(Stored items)
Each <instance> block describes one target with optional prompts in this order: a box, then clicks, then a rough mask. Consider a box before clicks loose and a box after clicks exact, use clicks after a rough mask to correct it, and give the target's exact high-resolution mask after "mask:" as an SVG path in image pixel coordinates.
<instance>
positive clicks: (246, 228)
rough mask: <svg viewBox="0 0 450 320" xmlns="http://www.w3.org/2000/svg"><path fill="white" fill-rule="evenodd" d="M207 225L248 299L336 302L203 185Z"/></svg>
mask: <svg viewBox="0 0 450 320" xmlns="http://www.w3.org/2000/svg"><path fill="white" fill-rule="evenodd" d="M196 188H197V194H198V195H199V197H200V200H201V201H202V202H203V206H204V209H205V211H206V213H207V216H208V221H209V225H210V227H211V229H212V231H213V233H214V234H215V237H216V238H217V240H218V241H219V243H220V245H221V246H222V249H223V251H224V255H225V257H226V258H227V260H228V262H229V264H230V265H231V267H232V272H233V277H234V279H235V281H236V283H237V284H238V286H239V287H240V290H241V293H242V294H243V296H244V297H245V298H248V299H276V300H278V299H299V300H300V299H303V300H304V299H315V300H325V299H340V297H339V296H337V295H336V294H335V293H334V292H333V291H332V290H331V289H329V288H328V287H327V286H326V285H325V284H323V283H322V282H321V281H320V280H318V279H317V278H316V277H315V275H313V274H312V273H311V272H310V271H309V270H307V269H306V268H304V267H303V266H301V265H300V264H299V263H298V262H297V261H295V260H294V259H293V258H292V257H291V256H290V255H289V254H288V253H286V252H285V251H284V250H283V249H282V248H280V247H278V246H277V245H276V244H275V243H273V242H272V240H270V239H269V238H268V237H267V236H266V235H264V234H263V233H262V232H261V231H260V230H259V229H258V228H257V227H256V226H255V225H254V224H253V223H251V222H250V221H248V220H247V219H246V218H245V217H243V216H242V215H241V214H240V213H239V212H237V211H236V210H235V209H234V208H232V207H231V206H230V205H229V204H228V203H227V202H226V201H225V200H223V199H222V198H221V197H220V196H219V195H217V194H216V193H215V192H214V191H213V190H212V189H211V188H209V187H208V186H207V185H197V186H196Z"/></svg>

# Problem to solve:
Your answer should consist of every entry, repeated exactly.

# Answer space:
Each <instance> block describes one target with optional prompts in this order: a box, then clicks, then a rough mask. Consider a box before clicks loose and a box after clicks exact, use clicks after a rough mask to correct it, and give the target's exact high-resolution mask after "mask:" as an SVG path in image pixel coordinates.
<instance>
positive clicks: (246, 228)
rough mask: <svg viewBox="0 0 450 320" xmlns="http://www.w3.org/2000/svg"><path fill="white" fill-rule="evenodd" d="M207 225L248 299L336 302L203 185Z"/></svg>
mask: <svg viewBox="0 0 450 320" xmlns="http://www.w3.org/2000/svg"><path fill="white" fill-rule="evenodd" d="M196 188H197V194H198V195H199V197H200V200H201V201H202V202H203V206H204V209H205V211H206V213H207V216H208V221H209V225H210V227H211V229H212V231H213V233H214V234H215V237H216V238H217V240H218V241H219V243H220V245H221V246H222V249H223V251H224V255H225V257H226V258H227V260H228V262H229V264H230V265H231V267H232V272H233V277H234V279H235V281H236V283H237V284H238V286H239V287H240V290H241V293H242V294H243V296H244V297H245V298H248V299H276V300H278V299H299V300H300V299H303V300H304V299H315V300H325V299H340V297H339V296H337V295H336V294H335V293H334V292H333V291H332V290H331V289H329V288H328V287H327V286H326V285H325V284H323V283H322V282H321V281H320V280H318V279H317V278H316V277H315V275H313V274H312V273H311V272H310V271H309V270H307V269H306V268H304V267H303V266H301V265H300V264H299V263H298V262H297V261H295V260H294V259H293V258H292V257H291V256H290V255H289V254H288V253H286V252H285V251H284V250H283V249H282V248H280V247H278V246H277V245H276V244H275V243H273V242H272V240H270V239H269V238H268V237H267V236H266V235H264V234H263V233H262V232H261V231H260V230H259V229H258V228H257V227H256V226H255V225H254V224H253V223H251V222H250V221H248V220H247V219H246V218H245V217H243V216H242V215H241V214H240V213H239V212H237V211H236V210H235V209H234V208H232V207H231V206H230V205H229V204H228V203H227V202H226V201H225V200H223V199H222V198H221V197H220V196H219V195H217V194H216V193H215V192H214V191H213V190H212V189H211V188H209V187H208V186H207V185H197V186H196Z"/></svg>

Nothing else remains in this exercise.